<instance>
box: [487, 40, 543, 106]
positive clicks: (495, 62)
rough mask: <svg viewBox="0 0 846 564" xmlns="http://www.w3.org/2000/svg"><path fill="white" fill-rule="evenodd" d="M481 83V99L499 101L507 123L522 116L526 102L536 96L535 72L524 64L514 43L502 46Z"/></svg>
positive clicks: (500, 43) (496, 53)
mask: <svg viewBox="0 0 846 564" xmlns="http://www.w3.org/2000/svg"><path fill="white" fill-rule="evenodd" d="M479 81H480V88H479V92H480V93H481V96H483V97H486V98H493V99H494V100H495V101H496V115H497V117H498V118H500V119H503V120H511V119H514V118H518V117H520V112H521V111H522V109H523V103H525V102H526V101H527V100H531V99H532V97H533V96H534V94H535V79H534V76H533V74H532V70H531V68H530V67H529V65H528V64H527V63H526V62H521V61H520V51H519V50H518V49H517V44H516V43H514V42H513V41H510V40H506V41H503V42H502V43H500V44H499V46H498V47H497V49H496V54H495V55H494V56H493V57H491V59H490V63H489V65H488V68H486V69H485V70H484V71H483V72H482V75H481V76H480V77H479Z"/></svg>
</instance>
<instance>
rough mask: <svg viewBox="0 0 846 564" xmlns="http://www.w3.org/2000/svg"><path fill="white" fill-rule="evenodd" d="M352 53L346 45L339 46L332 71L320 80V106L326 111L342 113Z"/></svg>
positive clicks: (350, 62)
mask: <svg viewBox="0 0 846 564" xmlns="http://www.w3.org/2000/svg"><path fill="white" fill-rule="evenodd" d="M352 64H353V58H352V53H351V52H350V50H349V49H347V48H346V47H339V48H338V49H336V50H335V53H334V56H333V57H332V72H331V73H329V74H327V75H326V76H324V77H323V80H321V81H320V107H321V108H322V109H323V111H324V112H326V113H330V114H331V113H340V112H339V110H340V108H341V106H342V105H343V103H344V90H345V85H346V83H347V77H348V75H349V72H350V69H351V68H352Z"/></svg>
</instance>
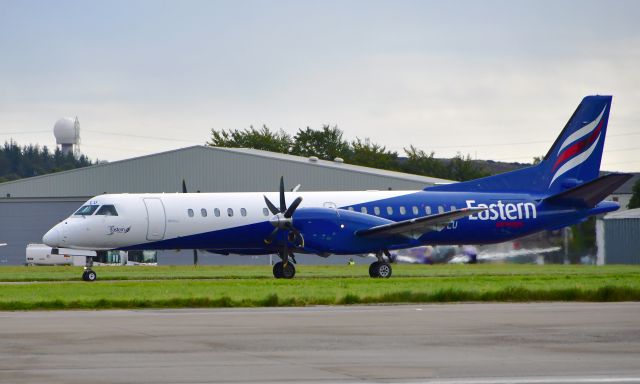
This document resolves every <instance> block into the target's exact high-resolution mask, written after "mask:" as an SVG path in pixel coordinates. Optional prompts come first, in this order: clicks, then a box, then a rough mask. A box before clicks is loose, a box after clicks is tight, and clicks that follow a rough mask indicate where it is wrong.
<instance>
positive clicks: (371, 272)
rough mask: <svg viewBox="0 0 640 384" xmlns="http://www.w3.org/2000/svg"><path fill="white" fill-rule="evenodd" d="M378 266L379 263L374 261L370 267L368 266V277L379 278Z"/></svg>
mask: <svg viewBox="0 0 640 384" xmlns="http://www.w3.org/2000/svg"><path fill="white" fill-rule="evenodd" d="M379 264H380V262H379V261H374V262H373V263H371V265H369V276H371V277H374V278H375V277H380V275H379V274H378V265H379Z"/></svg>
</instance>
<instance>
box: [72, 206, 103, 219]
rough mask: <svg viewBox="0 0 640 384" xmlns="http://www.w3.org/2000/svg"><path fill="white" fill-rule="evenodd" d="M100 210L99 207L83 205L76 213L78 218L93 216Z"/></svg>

About this exercise: Retype all the data exactly, please, without pictures.

Task solution:
<instance>
box: [487, 40, 543, 106]
positive clicks: (495, 62)
rough mask: <svg viewBox="0 0 846 564" xmlns="http://www.w3.org/2000/svg"><path fill="white" fill-rule="evenodd" d="M481 83V99L499 101L507 123L522 116L526 102L536 96L535 72L524 64L514 43L502 46Z"/></svg>
positive clicks: (500, 43) (496, 53)
mask: <svg viewBox="0 0 846 564" xmlns="http://www.w3.org/2000/svg"><path fill="white" fill-rule="evenodd" d="M479 81H480V88H479V92H480V93H481V96H483V97H486V98H493V99H494V100H495V101H496V115H497V117H498V118H500V119H503V120H511V119H514V118H518V117H520V112H521V111H522V109H523V103H525V102H526V101H527V100H531V99H532V97H533V96H534V94H535V79H534V76H533V74H532V70H531V68H530V67H529V65H528V64H527V63H526V62H521V61H520V51H519V50H518V49H517V44H516V43H514V42H513V41H510V40H506V41H503V42H502V43H500V44H499V46H498V47H497V49H496V54H495V55H494V56H493V57H491V59H490V63H489V65H488V68H486V69H485V70H484V71H483V72H482V75H481V76H480V77H479Z"/></svg>
</instance>
<instance>
rough mask: <svg viewBox="0 0 846 564" xmlns="http://www.w3.org/2000/svg"><path fill="white" fill-rule="evenodd" d="M352 53L346 45L339 46L332 71L320 80V106L326 111L342 113Z"/></svg>
positive clicks: (350, 62)
mask: <svg viewBox="0 0 846 564" xmlns="http://www.w3.org/2000/svg"><path fill="white" fill-rule="evenodd" d="M352 64H353V58H352V53H351V52H350V50H349V49H347V48H346V47H339V48H338V49H336V50H335V53H334V56H333V57H332V72H331V73H329V74H327V75H326V76H324V77H323V80H321V81H320V107H321V108H322V109H323V111H324V112H326V113H330V114H331V113H340V112H339V110H340V108H341V106H342V105H343V103H344V90H345V85H346V83H347V77H348V75H349V72H350V69H351V68H352Z"/></svg>
</instance>
This document resolves every <instance> block into the target's exact high-resolution mask, written after "mask:" as an SVG path in pixel coordinates. Optional prompts come first, in this order: clicks, then a box, then a rough mask. A box before clicks is loose, a box after clicks is tight, and clicks that follow a rough mask indicate where it is wrong.
<instance>
positive clicks: (371, 272)
rough mask: <svg viewBox="0 0 640 384" xmlns="http://www.w3.org/2000/svg"><path fill="white" fill-rule="evenodd" d="M378 266L379 263L374 261L370 267L368 266V277L379 278Z"/></svg>
mask: <svg viewBox="0 0 640 384" xmlns="http://www.w3.org/2000/svg"><path fill="white" fill-rule="evenodd" d="M379 264H380V262H379V261H374V262H373V263H371V265H369V276H371V277H374V278H375V277H380V275H379V274H378V265H379Z"/></svg>
</instance>
<instance>
box: [72, 206, 103, 219]
rough mask: <svg viewBox="0 0 640 384" xmlns="http://www.w3.org/2000/svg"><path fill="white" fill-rule="evenodd" d="M100 210L99 207L83 205L76 213L78 218L93 216Z"/></svg>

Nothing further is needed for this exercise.